▶ SOURCE
The Neptune databuilder integration was built so that it was compatible with all the of the extractors
(and the models produced by those extractors) so that only the [loader](https://github.com/amundsen-io/amundsendatabuilder/blob/master/databuilder/loader/file_system_neptune_csv_loader.py)
and [publisher](https://github.com/amundsen-io/amundsendatabuilder/blob/master/databuilder/publisher/neptune_csv_publisher.py)
diverge from the Neo4j integration.
> Note: Even though the Databuilder may support the model the Metadata Service might not.
### Loading data into Neptune
The [sample_data_loader_neptune.py](https://github.com/amundsen-io/amundsendatabuilder/blob/master/example/scripts/sample_data_loader_neptune.py)
script contains examples on how to ingest data into Neptune. However the main components are the
[FSNeptuneCSVLoader](https://github.com/amundsen-io/amundsendatabuilder/blob/master/databuilder/loader/file_system_neptune_csv_loader.py)
and the [NeptuneCSVPublisher](https://github.com/amundsen-io/amundsendatabuilder/blob/master/databuilder/publisher/neptune_csv_publisher.py)

▶ WHAT YOU NEED TO DO
**1)** In the Neptune integration text, which two components diverge from the Neo4j integration?
**2)** Translate this sentence from the Neptune integration text into Spanish: "Even though the Databuilder may support the model the Metadata Service might not."

▶ EXCERPTED DATA
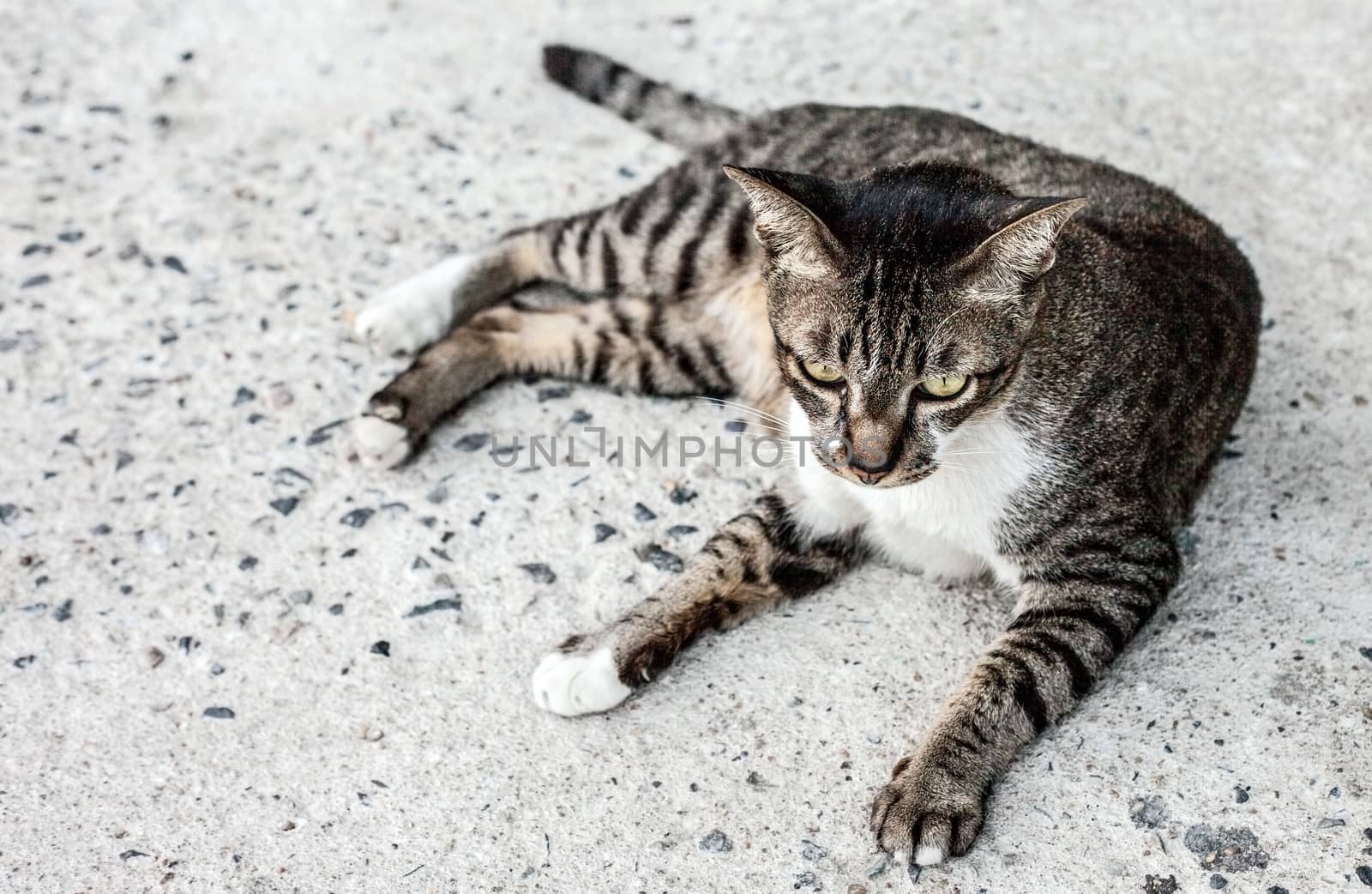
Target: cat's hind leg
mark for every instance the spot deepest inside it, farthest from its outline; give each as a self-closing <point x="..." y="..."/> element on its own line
<point x="424" y="308"/>
<point x="752" y="564"/>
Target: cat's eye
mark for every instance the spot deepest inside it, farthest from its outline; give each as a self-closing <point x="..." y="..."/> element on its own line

▶ SOLUTIONS TO THE TASKS
**1)** The loader and the publisher.

**2)** Aunque el Databuilder pueda admitir el modelo, es posible que el Metadata Service no lo admita.